◆ To do ◆
Every line from the one containing "Roster-mapping task: tag the stack" to the end of the records below must be copied exactly, and no pictures may be included.

◆ Image point grounding data ◆
---

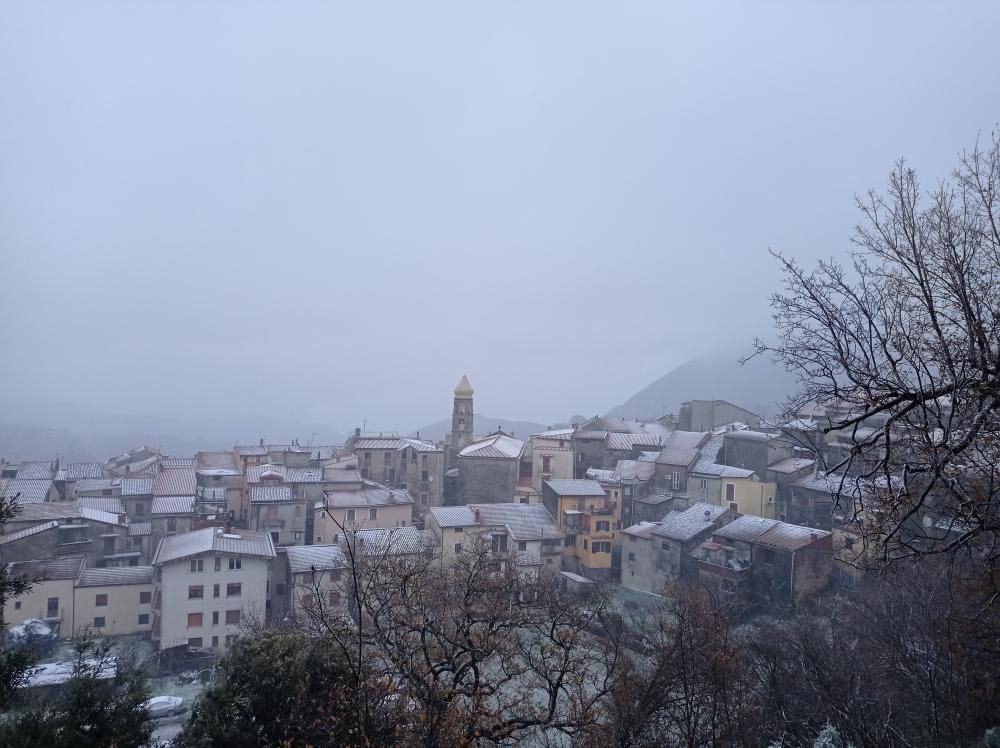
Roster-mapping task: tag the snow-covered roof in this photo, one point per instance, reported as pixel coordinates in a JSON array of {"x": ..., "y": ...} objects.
[
  {"x": 28, "y": 532},
  {"x": 261, "y": 494},
  {"x": 102, "y": 503},
  {"x": 495, "y": 445},
  {"x": 28, "y": 490},
  {"x": 67, "y": 567},
  {"x": 115, "y": 576},
  {"x": 681, "y": 447},
  {"x": 175, "y": 482},
  {"x": 173, "y": 505},
  {"x": 453, "y": 516},
  {"x": 575, "y": 487},
  {"x": 214, "y": 540},
  {"x": 305, "y": 558},
  {"x": 523, "y": 521},
  {"x": 371, "y": 494},
  {"x": 274, "y": 471},
  {"x": 137, "y": 486},
  {"x": 689, "y": 523}
]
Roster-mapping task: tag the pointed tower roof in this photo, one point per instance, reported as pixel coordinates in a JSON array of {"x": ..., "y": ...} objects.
[{"x": 464, "y": 389}]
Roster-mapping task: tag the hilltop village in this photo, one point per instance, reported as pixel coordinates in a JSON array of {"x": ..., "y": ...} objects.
[{"x": 187, "y": 550}]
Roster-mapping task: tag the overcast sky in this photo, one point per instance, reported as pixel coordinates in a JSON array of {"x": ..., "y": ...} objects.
[{"x": 332, "y": 211}]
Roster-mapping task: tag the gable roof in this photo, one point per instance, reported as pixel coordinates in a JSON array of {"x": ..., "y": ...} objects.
[
  {"x": 575, "y": 487},
  {"x": 498, "y": 445},
  {"x": 213, "y": 540},
  {"x": 691, "y": 522}
]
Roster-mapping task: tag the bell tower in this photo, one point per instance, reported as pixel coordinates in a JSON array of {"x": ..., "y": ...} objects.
[{"x": 462, "y": 429}]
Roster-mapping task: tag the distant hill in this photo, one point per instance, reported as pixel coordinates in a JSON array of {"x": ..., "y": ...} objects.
[
  {"x": 483, "y": 425},
  {"x": 759, "y": 385}
]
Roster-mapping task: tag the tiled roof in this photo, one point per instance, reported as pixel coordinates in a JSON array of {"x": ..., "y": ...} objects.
[
  {"x": 495, "y": 445},
  {"x": 524, "y": 521},
  {"x": 47, "y": 569},
  {"x": 746, "y": 528},
  {"x": 111, "y": 504},
  {"x": 272, "y": 471},
  {"x": 304, "y": 558},
  {"x": 453, "y": 516},
  {"x": 270, "y": 494},
  {"x": 575, "y": 487},
  {"x": 96, "y": 515},
  {"x": 37, "y": 470},
  {"x": 681, "y": 448},
  {"x": 80, "y": 470},
  {"x": 30, "y": 490},
  {"x": 28, "y": 532},
  {"x": 111, "y": 577},
  {"x": 395, "y": 541},
  {"x": 137, "y": 486},
  {"x": 214, "y": 540},
  {"x": 689, "y": 523},
  {"x": 175, "y": 482},
  {"x": 46, "y": 510},
  {"x": 173, "y": 505},
  {"x": 372, "y": 494}
]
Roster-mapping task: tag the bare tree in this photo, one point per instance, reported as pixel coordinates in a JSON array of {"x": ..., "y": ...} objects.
[{"x": 902, "y": 347}]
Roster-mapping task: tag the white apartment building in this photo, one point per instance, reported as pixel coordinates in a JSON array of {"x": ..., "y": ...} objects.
[{"x": 207, "y": 584}]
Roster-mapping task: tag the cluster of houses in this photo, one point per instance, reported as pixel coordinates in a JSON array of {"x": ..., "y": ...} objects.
[{"x": 190, "y": 550}]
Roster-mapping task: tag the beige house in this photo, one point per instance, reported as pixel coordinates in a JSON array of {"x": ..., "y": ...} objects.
[
  {"x": 114, "y": 602},
  {"x": 51, "y": 596},
  {"x": 373, "y": 506},
  {"x": 551, "y": 455},
  {"x": 207, "y": 584}
]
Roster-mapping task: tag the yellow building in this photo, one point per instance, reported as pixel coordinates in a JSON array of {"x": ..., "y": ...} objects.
[{"x": 590, "y": 520}]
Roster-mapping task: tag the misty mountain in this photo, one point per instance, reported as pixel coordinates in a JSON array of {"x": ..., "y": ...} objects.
[
  {"x": 483, "y": 425},
  {"x": 759, "y": 385}
]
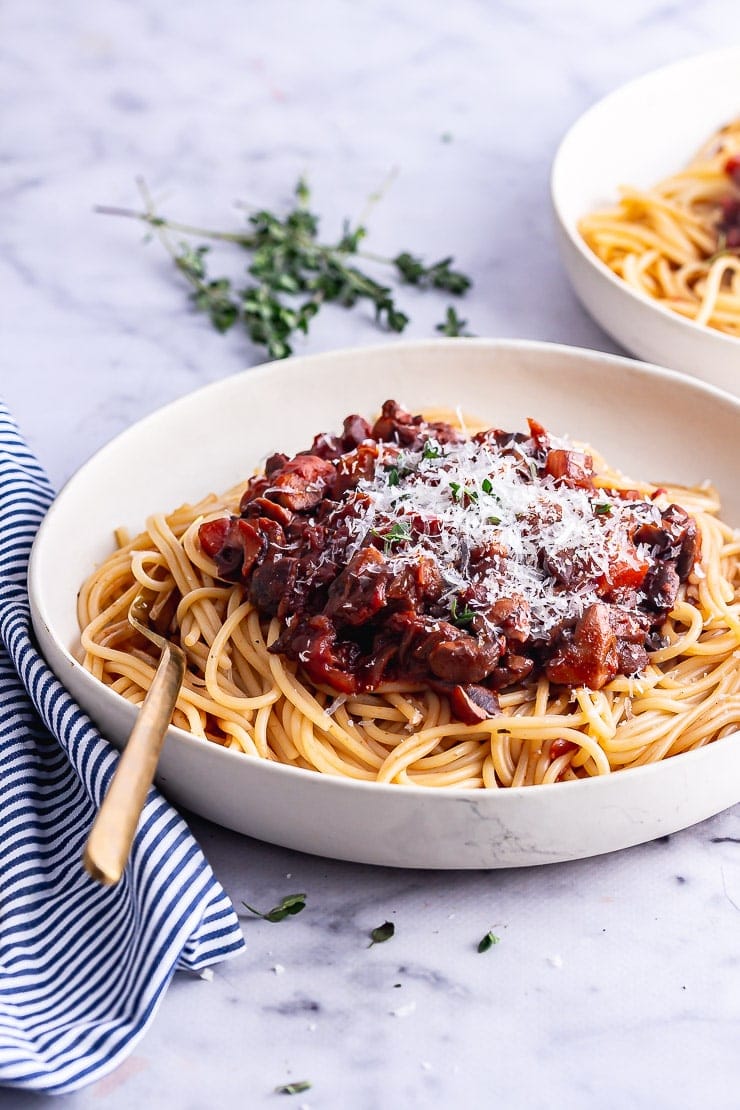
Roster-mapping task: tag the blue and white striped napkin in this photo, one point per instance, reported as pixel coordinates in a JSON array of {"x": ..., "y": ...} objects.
[{"x": 82, "y": 967}]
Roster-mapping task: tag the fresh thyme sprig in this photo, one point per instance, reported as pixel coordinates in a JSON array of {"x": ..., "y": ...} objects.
[{"x": 292, "y": 274}]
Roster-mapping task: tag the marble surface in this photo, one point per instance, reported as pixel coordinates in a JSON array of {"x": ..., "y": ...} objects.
[{"x": 617, "y": 980}]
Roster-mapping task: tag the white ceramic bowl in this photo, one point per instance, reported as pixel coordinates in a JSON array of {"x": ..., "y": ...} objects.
[
  {"x": 638, "y": 134},
  {"x": 647, "y": 421}
]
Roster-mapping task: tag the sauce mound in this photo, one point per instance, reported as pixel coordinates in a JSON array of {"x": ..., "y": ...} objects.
[{"x": 405, "y": 552}]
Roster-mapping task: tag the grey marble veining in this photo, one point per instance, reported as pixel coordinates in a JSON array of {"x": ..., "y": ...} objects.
[{"x": 616, "y": 981}]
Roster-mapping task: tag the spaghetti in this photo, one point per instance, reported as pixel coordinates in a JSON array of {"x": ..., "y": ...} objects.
[
  {"x": 679, "y": 242},
  {"x": 509, "y": 611}
]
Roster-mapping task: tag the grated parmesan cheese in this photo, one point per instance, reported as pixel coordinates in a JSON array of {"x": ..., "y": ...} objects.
[{"x": 446, "y": 501}]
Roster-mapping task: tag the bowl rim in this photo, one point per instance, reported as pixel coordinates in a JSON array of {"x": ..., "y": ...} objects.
[
  {"x": 568, "y": 226},
  {"x": 642, "y": 369}
]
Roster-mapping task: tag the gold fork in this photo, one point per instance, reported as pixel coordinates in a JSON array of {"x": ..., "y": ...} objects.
[{"x": 113, "y": 829}]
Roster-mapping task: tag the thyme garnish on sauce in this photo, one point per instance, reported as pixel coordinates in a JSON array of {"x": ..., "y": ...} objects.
[{"x": 292, "y": 274}]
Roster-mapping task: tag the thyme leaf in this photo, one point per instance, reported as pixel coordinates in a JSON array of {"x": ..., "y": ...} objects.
[
  {"x": 487, "y": 941},
  {"x": 296, "y": 1088},
  {"x": 287, "y": 907},
  {"x": 382, "y": 932},
  {"x": 291, "y": 274}
]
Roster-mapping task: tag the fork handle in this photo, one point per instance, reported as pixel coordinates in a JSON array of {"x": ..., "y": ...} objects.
[{"x": 113, "y": 829}]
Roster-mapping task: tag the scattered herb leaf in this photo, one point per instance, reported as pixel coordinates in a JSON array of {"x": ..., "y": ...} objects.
[
  {"x": 382, "y": 932},
  {"x": 399, "y": 531},
  {"x": 289, "y": 906},
  {"x": 297, "y": 1088},
  {"x": 462, "y": 618},
  {"x": 292, "y": 274},
  {"x": 488, "y": 941},
  {"x": 453, "y": 325}
]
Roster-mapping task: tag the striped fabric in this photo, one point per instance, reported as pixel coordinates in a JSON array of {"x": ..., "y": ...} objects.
[{"x": 82, "y": 967}]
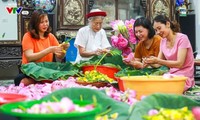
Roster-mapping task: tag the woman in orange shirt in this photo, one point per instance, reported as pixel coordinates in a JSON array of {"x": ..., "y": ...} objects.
[
  {"x": 149, "y": 43},
  {"x": 38, "y": 44}
]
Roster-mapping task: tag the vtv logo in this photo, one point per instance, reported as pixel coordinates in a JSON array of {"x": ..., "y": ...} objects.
[{"x": 14, "y": 10}]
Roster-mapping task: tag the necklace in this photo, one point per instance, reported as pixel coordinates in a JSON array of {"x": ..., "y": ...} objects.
[{"x": 170, "y": 43}]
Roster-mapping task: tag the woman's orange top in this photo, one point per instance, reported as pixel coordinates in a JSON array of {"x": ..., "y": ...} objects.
[
  {"x": 141, "y": 51},
  {"x": 38, "y": 45}
]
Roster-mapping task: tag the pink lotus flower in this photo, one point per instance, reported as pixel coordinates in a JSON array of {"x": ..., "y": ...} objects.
[
  {"x": 129, "y": 58},
  {"x": 196, "y": 112},
  {"x": 126, "y": 51},
  {"x": 152, "y": 112},
  {"x": 124, "y": 38},
  {"x": 119, "y": 42}
]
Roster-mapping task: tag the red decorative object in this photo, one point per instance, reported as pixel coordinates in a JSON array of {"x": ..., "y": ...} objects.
[
  {"x": 109, "y": 71},
  {"x": 11, "y": 97}
]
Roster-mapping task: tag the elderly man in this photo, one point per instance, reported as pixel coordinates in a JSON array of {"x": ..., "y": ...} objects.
[{"x": 91, "y": 40}]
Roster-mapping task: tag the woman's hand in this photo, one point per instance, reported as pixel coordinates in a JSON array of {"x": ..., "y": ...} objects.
[
  {"x": 58, "y": 51},
  {"x": 64, "y": 45},
  {"x": 151, "y": 60}
]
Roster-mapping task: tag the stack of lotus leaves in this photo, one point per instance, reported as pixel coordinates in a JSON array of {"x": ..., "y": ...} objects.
[{"x": 94, "y": 76}]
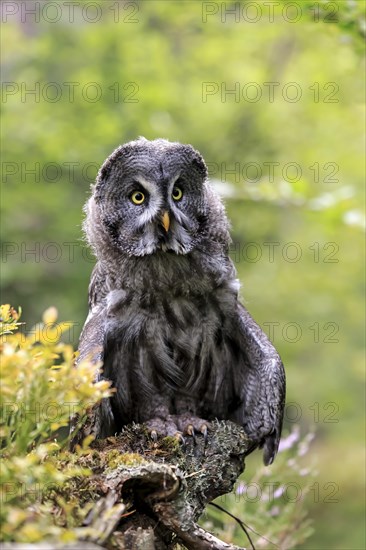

---

◆ Solved exercise ◆
Roster-mapping task: tag the stack of lotus leaves in this photo, one point per instance, reported as pixel coordinates in a JSON array of {"x": ..., "y": ...} objects.
[{"x": 94, "y": 76}]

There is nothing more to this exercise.